* **CONSIGNES**:
Repérez dans le bloc ci-dessous toutes les lignes qui contiennent la chaîne "hillside", puis recopiez chacune d'elles intégralement. La casse est prise en compte.

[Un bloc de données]
---

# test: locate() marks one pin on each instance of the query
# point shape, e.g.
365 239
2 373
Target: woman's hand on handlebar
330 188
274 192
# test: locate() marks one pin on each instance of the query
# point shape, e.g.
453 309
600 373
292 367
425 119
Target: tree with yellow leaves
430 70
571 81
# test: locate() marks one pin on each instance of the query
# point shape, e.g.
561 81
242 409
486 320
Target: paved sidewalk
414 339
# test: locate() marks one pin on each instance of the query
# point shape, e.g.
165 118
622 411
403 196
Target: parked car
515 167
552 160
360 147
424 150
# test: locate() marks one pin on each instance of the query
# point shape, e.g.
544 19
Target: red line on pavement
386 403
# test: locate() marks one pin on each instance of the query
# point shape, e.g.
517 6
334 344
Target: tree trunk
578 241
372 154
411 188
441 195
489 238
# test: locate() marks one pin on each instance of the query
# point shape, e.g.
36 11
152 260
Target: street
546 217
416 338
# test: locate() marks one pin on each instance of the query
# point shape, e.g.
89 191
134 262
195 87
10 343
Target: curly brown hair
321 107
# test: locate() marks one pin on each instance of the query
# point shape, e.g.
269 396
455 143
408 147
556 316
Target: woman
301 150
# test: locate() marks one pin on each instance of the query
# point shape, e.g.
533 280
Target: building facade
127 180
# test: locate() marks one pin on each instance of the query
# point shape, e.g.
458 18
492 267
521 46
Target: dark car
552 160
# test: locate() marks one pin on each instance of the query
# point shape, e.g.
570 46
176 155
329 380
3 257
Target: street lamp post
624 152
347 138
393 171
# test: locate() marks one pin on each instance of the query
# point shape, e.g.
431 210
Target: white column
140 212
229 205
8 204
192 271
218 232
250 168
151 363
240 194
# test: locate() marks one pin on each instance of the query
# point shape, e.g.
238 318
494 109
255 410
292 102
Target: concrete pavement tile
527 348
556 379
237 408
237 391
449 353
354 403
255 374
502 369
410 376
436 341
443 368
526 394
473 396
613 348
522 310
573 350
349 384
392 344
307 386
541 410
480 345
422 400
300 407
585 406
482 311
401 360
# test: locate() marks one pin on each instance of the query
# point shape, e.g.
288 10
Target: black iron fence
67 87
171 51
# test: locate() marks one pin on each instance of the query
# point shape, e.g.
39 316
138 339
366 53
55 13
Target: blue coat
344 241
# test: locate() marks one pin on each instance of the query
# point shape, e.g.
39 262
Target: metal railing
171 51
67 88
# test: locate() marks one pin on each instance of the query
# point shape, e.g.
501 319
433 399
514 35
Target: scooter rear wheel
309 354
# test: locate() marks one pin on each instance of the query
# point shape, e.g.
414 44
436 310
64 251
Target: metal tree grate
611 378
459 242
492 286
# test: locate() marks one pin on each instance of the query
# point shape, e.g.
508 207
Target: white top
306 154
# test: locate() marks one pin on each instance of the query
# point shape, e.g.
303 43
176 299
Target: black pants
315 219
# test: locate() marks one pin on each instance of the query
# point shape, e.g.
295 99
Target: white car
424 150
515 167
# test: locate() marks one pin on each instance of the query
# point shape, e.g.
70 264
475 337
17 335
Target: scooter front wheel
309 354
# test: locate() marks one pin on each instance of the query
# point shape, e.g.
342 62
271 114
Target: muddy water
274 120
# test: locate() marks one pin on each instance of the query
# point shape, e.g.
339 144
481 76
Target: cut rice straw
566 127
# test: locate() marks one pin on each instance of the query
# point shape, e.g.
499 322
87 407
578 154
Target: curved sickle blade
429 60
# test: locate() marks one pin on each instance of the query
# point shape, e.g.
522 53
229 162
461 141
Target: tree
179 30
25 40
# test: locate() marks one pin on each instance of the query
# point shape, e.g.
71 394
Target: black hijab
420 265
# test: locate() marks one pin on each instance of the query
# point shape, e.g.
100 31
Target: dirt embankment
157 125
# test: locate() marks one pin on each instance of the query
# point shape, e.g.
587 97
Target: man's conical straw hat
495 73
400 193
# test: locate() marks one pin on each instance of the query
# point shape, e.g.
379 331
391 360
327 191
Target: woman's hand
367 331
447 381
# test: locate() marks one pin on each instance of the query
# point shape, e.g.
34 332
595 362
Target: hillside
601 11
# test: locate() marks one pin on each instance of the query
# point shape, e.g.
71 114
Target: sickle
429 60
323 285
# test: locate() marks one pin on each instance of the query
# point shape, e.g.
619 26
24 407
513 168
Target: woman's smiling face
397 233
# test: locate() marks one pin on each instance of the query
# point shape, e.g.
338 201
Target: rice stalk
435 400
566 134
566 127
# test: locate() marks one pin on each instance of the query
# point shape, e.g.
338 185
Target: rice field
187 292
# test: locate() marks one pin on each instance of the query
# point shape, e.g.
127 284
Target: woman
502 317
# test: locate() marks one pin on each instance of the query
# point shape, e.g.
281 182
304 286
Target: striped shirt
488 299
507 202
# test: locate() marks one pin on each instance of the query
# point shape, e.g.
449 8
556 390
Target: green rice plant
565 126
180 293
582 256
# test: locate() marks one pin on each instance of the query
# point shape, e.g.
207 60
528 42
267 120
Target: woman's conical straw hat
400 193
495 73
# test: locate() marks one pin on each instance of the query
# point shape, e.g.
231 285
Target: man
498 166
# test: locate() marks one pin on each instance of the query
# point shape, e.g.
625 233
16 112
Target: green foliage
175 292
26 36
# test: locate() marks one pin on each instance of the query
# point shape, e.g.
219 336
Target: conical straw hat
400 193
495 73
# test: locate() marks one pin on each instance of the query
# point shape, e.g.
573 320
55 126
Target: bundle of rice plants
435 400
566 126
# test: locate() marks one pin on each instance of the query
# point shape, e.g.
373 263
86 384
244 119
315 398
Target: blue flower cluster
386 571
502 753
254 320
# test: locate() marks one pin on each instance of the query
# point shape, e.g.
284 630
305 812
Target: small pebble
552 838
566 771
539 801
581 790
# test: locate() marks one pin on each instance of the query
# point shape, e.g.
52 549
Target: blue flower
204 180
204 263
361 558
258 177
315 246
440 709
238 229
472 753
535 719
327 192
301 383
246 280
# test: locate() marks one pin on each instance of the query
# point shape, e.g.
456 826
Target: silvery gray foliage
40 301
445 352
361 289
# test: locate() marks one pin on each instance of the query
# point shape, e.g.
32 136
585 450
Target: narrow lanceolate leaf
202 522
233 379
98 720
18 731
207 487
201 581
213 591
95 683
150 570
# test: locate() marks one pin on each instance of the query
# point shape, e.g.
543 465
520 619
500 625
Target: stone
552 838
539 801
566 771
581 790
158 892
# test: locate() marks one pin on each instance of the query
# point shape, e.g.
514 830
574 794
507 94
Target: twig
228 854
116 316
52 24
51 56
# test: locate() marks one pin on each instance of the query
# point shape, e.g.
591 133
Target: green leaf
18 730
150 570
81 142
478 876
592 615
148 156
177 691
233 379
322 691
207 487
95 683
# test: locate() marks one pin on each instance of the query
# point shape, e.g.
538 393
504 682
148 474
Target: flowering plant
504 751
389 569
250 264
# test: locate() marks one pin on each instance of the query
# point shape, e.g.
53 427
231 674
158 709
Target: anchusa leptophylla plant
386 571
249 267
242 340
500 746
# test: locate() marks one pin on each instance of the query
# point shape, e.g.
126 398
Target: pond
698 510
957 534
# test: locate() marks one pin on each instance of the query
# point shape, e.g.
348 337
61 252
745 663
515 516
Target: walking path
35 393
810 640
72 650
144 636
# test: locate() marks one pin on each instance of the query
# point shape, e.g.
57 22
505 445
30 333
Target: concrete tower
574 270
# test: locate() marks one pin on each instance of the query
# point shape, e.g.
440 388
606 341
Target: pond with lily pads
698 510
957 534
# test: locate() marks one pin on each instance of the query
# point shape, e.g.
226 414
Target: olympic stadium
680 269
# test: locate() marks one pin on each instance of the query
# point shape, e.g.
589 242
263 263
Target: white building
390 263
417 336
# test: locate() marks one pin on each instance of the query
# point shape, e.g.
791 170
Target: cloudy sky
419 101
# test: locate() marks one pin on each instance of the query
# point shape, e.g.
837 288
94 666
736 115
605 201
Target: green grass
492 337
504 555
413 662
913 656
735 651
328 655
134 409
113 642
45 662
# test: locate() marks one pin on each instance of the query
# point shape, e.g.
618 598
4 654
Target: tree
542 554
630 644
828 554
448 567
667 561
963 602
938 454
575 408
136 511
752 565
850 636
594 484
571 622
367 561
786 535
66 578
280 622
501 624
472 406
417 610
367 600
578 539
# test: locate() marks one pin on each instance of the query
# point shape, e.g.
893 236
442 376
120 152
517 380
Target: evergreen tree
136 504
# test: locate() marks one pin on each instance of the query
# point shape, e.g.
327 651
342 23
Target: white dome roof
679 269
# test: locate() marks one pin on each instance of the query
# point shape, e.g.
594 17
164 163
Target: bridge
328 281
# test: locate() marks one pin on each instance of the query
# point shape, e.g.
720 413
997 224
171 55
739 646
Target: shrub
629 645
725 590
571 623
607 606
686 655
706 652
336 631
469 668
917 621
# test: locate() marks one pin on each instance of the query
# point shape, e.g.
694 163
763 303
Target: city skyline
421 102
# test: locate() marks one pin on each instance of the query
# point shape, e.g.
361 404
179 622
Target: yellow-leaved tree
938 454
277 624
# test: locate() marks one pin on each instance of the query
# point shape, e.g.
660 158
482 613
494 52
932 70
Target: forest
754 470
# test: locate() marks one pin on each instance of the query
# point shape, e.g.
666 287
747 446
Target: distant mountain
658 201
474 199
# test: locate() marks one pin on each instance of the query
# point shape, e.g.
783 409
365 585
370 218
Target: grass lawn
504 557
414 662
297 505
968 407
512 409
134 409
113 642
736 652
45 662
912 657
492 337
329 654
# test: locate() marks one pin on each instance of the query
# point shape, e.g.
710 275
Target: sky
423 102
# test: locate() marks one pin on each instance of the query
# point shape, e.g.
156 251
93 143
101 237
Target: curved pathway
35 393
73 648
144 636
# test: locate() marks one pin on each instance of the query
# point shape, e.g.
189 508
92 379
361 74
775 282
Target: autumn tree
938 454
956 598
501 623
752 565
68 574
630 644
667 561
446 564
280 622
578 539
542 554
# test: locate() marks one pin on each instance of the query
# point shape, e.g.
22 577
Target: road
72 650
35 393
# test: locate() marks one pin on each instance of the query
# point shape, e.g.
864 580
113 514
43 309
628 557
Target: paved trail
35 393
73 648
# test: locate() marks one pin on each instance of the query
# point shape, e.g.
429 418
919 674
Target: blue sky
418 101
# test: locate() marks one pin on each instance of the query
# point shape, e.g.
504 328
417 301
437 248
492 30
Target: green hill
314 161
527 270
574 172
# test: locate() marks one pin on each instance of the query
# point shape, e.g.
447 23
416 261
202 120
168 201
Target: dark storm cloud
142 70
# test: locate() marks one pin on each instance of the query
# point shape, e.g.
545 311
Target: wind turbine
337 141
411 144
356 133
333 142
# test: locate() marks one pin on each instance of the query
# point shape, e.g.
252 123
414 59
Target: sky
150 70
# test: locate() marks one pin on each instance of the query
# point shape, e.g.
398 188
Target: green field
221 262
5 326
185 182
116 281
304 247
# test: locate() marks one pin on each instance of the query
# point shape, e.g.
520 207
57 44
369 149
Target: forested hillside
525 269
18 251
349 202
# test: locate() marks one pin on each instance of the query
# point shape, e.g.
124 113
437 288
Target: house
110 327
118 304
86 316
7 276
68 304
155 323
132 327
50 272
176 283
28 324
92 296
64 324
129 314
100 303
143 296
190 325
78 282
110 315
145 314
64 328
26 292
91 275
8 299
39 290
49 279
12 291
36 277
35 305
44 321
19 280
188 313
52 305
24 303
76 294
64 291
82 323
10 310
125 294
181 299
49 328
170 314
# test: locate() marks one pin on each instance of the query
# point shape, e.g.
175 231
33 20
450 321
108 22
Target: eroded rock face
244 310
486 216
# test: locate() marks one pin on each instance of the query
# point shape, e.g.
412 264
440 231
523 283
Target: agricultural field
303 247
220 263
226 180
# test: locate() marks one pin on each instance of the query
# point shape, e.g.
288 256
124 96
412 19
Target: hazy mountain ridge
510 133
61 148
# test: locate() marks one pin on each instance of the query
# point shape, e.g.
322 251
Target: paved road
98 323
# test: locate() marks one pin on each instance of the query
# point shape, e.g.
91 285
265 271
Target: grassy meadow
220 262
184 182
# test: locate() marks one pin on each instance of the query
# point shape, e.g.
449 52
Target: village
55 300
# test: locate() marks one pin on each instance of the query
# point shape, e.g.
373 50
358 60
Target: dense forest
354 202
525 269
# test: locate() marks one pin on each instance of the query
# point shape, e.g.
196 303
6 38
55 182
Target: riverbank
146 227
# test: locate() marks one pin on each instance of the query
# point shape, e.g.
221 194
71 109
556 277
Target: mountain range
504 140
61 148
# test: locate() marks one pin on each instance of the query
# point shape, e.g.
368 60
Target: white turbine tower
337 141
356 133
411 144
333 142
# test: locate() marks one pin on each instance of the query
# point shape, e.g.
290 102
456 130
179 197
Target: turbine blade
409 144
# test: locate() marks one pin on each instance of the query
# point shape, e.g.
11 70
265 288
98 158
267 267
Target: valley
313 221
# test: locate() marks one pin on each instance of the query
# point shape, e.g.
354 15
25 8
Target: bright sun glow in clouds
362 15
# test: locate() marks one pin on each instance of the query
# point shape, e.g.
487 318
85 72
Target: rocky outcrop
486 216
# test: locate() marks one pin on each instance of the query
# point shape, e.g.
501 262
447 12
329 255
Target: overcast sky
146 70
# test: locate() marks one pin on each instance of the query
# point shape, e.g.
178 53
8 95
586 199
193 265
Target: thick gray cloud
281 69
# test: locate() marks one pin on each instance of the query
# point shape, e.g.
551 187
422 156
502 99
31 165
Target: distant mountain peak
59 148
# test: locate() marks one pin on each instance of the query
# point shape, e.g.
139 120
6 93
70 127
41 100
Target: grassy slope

---

* **RÉPONSE COMPLÈTE**:
Target: hillside
Target: forested hillside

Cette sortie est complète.